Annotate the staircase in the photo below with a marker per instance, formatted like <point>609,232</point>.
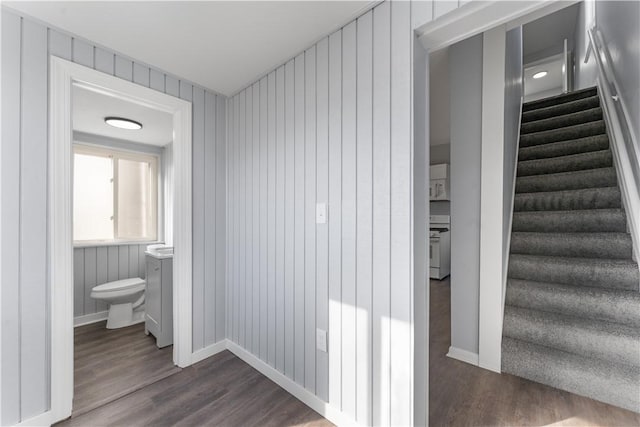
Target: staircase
<point>572,311</point>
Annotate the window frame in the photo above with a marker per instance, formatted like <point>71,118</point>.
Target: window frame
<point>154,161</point>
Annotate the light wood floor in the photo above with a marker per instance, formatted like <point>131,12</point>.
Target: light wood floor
<point>465,395</point>
<point>221,390</point>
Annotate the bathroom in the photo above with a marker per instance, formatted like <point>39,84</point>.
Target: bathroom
<point>122,298</point>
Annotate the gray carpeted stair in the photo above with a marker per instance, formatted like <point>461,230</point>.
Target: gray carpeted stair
<point>572,309</point>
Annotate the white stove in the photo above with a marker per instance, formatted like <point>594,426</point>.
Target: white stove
<point>439,246</point>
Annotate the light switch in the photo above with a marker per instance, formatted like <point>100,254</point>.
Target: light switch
<point>321,340</point>
<point>321,213</point>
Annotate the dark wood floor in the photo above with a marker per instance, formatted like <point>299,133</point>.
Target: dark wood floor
<point>464,395</point>
<point>221,390</point>
<point>111,363</point>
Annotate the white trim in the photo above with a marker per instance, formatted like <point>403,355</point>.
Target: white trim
<point>208,351</point>
<point>463,356</point>
<point>88,319</point>
<point>305,396</point>
<point>38,420</point>
<point>63,74</point>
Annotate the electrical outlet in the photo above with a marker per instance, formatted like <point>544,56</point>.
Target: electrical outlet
<point>321,213</point>
<point>321,340</point>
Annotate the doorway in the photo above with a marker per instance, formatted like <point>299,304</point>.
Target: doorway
<point>64,76</point>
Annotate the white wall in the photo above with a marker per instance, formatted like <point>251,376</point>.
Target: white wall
<point>585,74</point>
<point>26,48</point>
<point>332,125</point>
<point>512,113</point>
<point>618,21</point>
<point>465,63</point>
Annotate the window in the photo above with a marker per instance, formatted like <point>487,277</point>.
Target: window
<point>115,195</point>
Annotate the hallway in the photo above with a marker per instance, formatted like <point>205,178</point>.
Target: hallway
<point>463,395</point>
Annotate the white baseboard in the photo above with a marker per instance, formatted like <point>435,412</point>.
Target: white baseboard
<point>314,402</point>
<point>87,319</point>
<point>208,351</point>
<point>463,356</point>
<point>38,420</point>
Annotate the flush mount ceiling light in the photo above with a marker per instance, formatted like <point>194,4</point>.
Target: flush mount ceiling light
<point>121,123</point>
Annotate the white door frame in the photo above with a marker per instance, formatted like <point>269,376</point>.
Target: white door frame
<point>468,20</point>
<point>63,74</point>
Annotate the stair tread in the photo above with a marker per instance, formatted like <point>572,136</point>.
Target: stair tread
<point>560,121</point>
<point>577,301</point>
<point>593,337</point>
<point>595,220</point>
<point>576,199</point>
<point>559,99</point>
<point>572,146</point>
<point>577,271</point>
<point>568,163</point>
<point>573,106</point>
<point>563,134</point>
<point>593,245</point>
<point>609,382</point>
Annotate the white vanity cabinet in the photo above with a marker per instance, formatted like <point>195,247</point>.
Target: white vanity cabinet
<point>159,299</point>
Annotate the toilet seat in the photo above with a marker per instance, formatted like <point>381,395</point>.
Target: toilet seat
<point>133,285</point>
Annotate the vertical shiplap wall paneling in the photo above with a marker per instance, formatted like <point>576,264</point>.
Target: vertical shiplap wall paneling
<point>320,299</point>
<point>209,220</point>
<point>349,261</point>
<point>381,285</point>
<point>10,193</point>
<point>93,266</point>
<point>255,218</point>
<point>264,223</point>
<point>364,228</point>
<point>298,220</point>
<point>332,125</point>
<point>289,225</point>
<point>401,214</point>
<point>26,49</point>
<point>249,192</point>
<point>91,277</point>
<point>271,217</point>
<point>220,232</point>
<point>198,214</point>
<point>33,221</point>
<point>279,216</point>
<point>335,222</point>
<point>310,197</point>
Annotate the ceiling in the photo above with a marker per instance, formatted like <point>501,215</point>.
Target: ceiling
<point>545,35</point>
<point>221,45</point>
<point>553,79</point>
<point>90,108</point>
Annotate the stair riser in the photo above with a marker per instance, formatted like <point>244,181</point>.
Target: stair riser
<point>572,338</point>
<point>570,221</point>
<point>570,200</point>
<point>600,275</point>
<point>611,246</point>
<point>562,109</point>
<point>571,119</point>
<point>564,134</point>
<point>565,148</point>
<point>591,303</point>
<point>595,178</point>
<point>617,387</point>
<point>595,160</point>
<point>563,99</point>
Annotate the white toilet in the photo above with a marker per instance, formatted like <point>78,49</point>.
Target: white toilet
<point>126,301</point>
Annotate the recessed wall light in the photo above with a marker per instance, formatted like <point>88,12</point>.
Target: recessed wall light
<point>122,123</point>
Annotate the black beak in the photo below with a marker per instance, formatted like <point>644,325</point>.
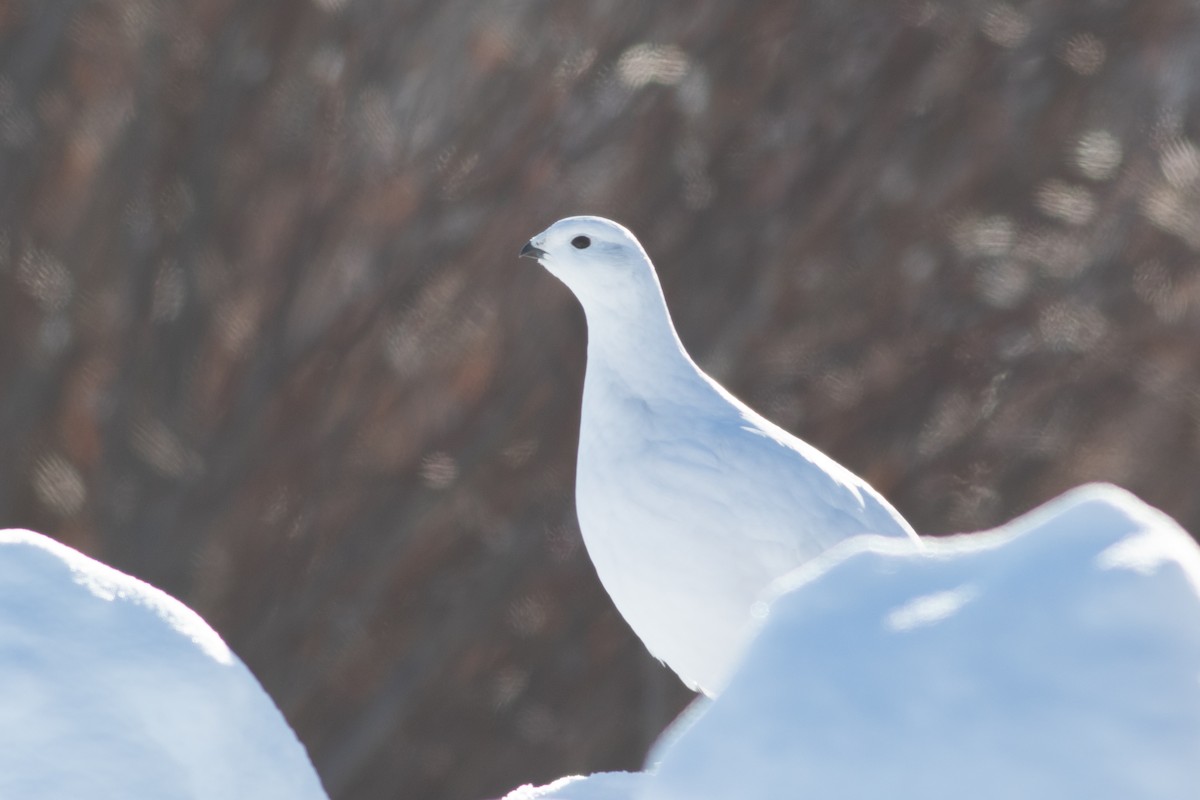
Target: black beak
<point>529,251</point>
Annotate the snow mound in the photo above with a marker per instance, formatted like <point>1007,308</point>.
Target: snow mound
<point>1055,657</point>
<point>109,690</point>
<point>601,786</point>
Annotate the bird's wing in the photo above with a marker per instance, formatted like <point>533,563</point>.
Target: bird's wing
<point>761,482</point>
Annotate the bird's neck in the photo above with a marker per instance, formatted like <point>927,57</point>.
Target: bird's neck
<point>635,350</point>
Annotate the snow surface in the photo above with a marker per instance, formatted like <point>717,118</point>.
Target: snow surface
<point>689,501</point>
<point>1055,657</point>
<point>600,786</point>
<point>112,690</point>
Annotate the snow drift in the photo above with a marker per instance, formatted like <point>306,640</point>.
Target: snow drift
<point>111,690</point>
<point>1057,656</point>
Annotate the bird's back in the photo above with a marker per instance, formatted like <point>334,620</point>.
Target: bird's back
<point>691,504</point>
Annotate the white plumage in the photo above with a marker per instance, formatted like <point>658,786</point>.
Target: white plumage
<point>689,501</point>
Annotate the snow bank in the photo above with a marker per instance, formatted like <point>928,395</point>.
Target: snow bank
<point>600,786</point>
<point>112,690</point>
<point>1055,657</point>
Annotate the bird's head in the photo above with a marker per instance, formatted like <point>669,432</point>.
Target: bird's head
<point>598,259</point>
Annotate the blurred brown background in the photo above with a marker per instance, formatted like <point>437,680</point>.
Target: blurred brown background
<point>264,340</point>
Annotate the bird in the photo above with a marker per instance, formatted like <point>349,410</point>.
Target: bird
<point>690,503</point>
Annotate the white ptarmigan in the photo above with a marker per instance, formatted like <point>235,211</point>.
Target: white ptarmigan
<point>689,501</point>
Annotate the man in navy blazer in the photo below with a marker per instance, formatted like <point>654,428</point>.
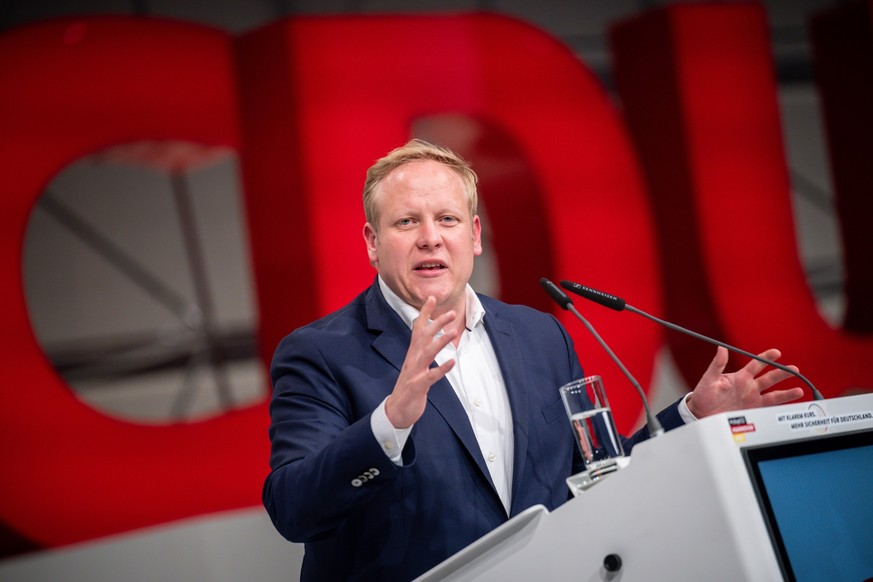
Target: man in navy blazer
<point>421,416</point>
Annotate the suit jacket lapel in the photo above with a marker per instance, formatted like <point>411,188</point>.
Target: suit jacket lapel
<point>392,342</point>
<point>510,355</point>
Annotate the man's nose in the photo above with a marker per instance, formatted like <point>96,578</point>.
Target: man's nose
<point>429,235</point>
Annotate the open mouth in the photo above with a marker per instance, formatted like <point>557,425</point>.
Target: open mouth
<point>431,266</point>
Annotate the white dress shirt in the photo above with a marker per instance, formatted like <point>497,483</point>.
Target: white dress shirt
<point>479,386</point>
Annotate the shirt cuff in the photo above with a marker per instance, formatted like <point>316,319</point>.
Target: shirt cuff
<point>684,411</point>
<point>392,440</point>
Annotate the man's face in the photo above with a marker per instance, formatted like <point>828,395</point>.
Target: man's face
<point>425,239</point>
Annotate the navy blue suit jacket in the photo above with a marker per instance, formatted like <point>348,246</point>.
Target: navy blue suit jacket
<point>361,516</point>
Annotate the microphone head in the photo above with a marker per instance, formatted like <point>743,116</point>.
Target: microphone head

○ ○ ○ ○ ○ ○ ○

▶ Exercise goal:
Rewrite the whole listing above as a numbered list with no blank lines, and leave the pictures out.

▶ Complete output:
1. Annotate the staircase in the photo below with a marker per instance, formatted like <point>609,232</point>.
2. Target: staircase
3. <point>572,311</point>
4. Annotate the window frame in the photo above with a marker per instance, formatted like <point>71,118</point>.
5. Target: window frame
6. <point>154,161</point>
7. Annotate the light wood floor in the photo above with a marker per instance, formatted like <point>131,12</point>.
8. Target: light wood floor
9. <point>465,395</point>
10. <point>221,390</point>
11. Annotate the bathroom in the photo above with a marker per instance, formatted like <point>39,84</point>.
12. Target: bathroom
13. <point>122,298</point>
14. Annotate the gray carpeted stair in the photo above with a marker per instance, formatted like <point>461,230</point>.
15. Target: gray carpeted stair
16. <point>572,309</point>
17. Annotate the white stove in the photo above with a marker per instance, formatted like <point>594,426</point>.
18. Target: white stove
19. <point>439,246</point>
20. Annotate the light switch in the photo above with a marker per instance, formatted like <point>100,254</point>.
21. Target: light switch
22. <point>321,340</point>
23. <point>321,213</point>
24. Annotate the dark wood floor in the photo above with a marker per instance, formatted like <point>299,133</point>.
25. Target: dark wood floor
26. <point>464,395</point>
27. <point>221,390</point>
28. <point>111,363</point>
29. Annotate the white trim in the photo above with a marker per instance, formatted like <point>403,355</point>.
30. Target: white trim
31. <point>208,351</point>
32. <point>463,356</point>
33. <point>88,319</point>
34. <point>305,396</point>
35. <point>38,420</point>
36. <point>63,74</point>
37. Annotate the electrical outlet in the photo above with a marker per instance, formatted like <point>544,56</point>.
38. Target: electrical outlet
39. <point>321,213</point>
40. <point>321,340</point>
41. Annotate the doorway in the photo above with a marker per instance, formatted like <point>299,304</point>.
42. Target: doorway
43. <point>64,76</point>
44. Annotate the white wall in the photo above with a marker per instance, formatted like <point>251,376</point>.
45. Target: white wall
46. <point>585,74</point>
47. <point>26,48</point>
48. <point>332,125</point>
49. <point>512,113</point>
50. <point>618,21</point>
51. <point>465,63</point>
52. Annotate the window in the photo above with a marker per instance, formatted like <point>487,277</point>.
53. Target: window
54. <point>115,195</point>
55. Annotate the hallway in the photo above with a marker per instance, formatted like <point>205,178</point>.
56. Target: hallway
57. <point>463,395</point>
58. Annotate the white baseboard in the photo above with a marker per instance, formatted like <point>435,412</point>.
59. Target: white baseboard
60. <point>314,402</point>
61. <point>87,319</point>
62. <point>208,351</point>
63. <point>463,356</point>
64. <point>38,420</point>
65. Annotate the flush mount ceiling light in the photo above with a marker per instance, formatted like <point>194,4</point>.
66. Target: flush mount ceiling light
67. <point>121,123</point>
68. Annotate the white door frame in the photo above with a marker per instance, formatted like <point>269,376</point>.
69. Target: white door frame
70. <point>468,20</point>
71. <point>63,74</point>
72. Annotate the stair tread in the photo above with a marker per instance, formatted like <point>572,136</point>.
73. Target: stair tread
74. <point>560,121</point>
75. <point>577,301</point>
76. <point>593,337</point>
77. <point>595,220</point>
78. <point>576,199</point>
79. <point>559,99</point>
80. <point>572,146</point>
81. <point>577,271</point>
82. <point>568,163</point>
83. <point>573,106</point>
84. <point>563,134</point>
85. <point>593,245</point>
86. <point>609,382</point>
87. Annotate the white vanity cabinet in the photo above with a marker per instance, formatted like <point>195,247</point>.
88. Target: white vanity cabinet
89. <point>159,299</point>
90. Annotate the toilet seat in the photo above with a marker per instance, formatted like <point>381,395</point>.
91. Target: toilet seat
92. <point>133,285</point>
93. Annotate the vertical shiplap wall paneling in the photo above with a marker per instance, formatted like <point>576,264</point>.
94. Target: vertical shiplap wall paneling
95. <point>320,299</point>
96. <point>209,220</point>
97. <point>349,261</point>
98. <point>381,285</point>
99. <point>10,193</point>
100. <point>93,266</point>
101. <point>255,218</point>
102. <point>264,223</point>
103. <point>364,228</point>
104. <point>298,220</point>
105. <point>332,125</point>
106. <point>289,225</point>
107. <point>401,214</point>
108. <point>26,49</point>
109. <point>249,192</point>
110. <point>91,277</point>
111. <point>271,217</point>
112. <point>220,232</point>
113. <point>198,214</point>
114. <point>33,221</point>
115. <point>279,216</point>
116. <point>335,222</point>
117. <point>310,197</point>
118. Annotate the ceiling in the photo above with a marker per instance, formatted like <point>501,215</point>.
119. Target: ceiling
120. <point>545,35</point>
121. <point>221,45</point>
122. <point>553,79</point>
123. <point>90,108</point>
124. Annotate the stair riser in the photo above with a marker per instance, formatted like <point>244,181</point>.
125. Target: stair riser
126. <point>572,338</point>
127. <point>570,221</point>
128. <point>570,200</point>
129. <point>600,275</point>
130. <point>611,246</point>
131. <point>562,109</point>
132. <point>571,119</point>
133. <point>564,134</point>
134. <point>565,148</point>
135. <point>591,303</point>
136. <point>595,178</point>
137. <point>617,387</point>
138. <point>595,160</point>
139. <point>563,99</point>
140. Annotate the white toilet in the photo above with a marker per instance, formatted like <point>78,49</point>.
141. Target: white toilet
142. <point>126,301</point>
143. Annotate the recessed wall light in the photo above with a marker per instance, formatted like <point>88,12</point>.
144. Target: recessed wall light
145. <point>122,123</point>
146. Annotate the black beak in the photo below with a marker per instance, formatted like <point>644,325</point>.
147. Target: black beak
148. <point>529,251</point>
149. Annotate the snow mound in the photo above with a marker per instance, formatted like <point>1007,308</point>.
150. Target: snow mound
151. <point>1055,657</point>
152. <point>109,690</point>
153. <point>601,786</point>
154. Annotate the bird's wing in the photo above with a marker per instance, formatted like <point>533,563</point>.
155. Target: bird's wing
156. <point>761,482</point>
157. Annotate the bird's neck in the photo above with a marker per instance, formatted like <point>927,57</point>.
158. Target: bird's neck
159. <point>635,350</point>
160. Annotate the snow surface in the photo above with a marker per instance, formatted like <point>717,118</point>.
161. Target: snow surface
162. <point>689,501</point>
163. <point>1055,657</point>
164. <point>600,786</point>
165. <point>112,690</point>
166. Annotate the snow drift in the photo above with a marker per instance, formatted like <point>306,640</point>.
167. Target: snow drift
168. <point>111,690</point>
169. <point>1057,656</point>
170. Annotate the bird's back in the photo above with a marker per instance, formatted like <point>334,620</point>.
171. Target: bird's back
172. <point>691,504</point>
173. Annotate the white plumage in the photo above with a marker per instance, formatted like <point>658,786</point>.
174. Target: white plumage
175. <point>689,501</point>
176. Annotate the snow bank in the photo above with a marker per instance, formatted like <point>928,395</point>.
177. Target: snow bank
178. <point>600,786</point>
179. <point>112,690</point>
180. <point>1055,657</point>
181. Annotate the bird's head in the photo above with a marker per instance, formatted like <point>669,432</point>.
182. Target: bird's head
183. <point>598,259</point>
184. Annotate the blurred brown background in the photo above with a marker per instance, formatted like <point>437,680</point>.
185. Target: blurred brown background
186. <point>264,340</point>
187. Annotate the bird in the photo above with a marker per instance, formatted like <point>349,410</point>.
188. Target: bird
189. <point>690,503</point>
190. Annotate the white ptarmigan in the photo above with a marker per instance, formatted like <point>235,211</point>.
191. Target: white ptarmigan
192. <point>689,501</point>
193. Annotate the man in navy blazer in the photo below with a marker per instance, formatted like <point>654,428</point>.
194. Target: man in navy blazer
195. <point>421,416</point>
196. Annotate the suit jacket lapel in the photo above with a marker per instance, formatted like <point>411,188</point>.
197. Target: suit jacket lapel
198. <point>392,342</point>
199. <point>510,355</point>
200. Annotate the man's nose in the photo above with a marker per instance, formatted like <point>96,578</point>.
201. Target: man's nose
202. <point>429,235</point>
203. Annotate the open mouth in the photo above with a marker per instance, formatted like <point>557,425</point>.
204. Target: open mouth
205. <point>431,266</point>
206. Annotate the white dress shirt in the photo above with a marker per instance, formatted like <point>497,483</point>.
207. Target: white dress shirt
208. <point>479,386</point>
209. Annotate the shirt cuff in the photo above with a marker per instance, formatted like <point>316,319</point>.
210. Target: shirt cuff
211. <point>684,411</point>
212. <point>392,440</point>
213. Annotate the man's face in the photo above with a marker per instance, formatted like <point>828,395</point>.
214. Target: man's face
215. <point>425,239</point>
216. Annotate the navy blue suit jacket in the photo above with a marker per instance, formatted like <point>348,246</point>.
217. Target: navy blue suit jacket
218. <point>361,516</point>
219. Annotate the microphone head in the photo above with a marker per instance, formatted like <point>743,116</point>.
220. Target: microphone head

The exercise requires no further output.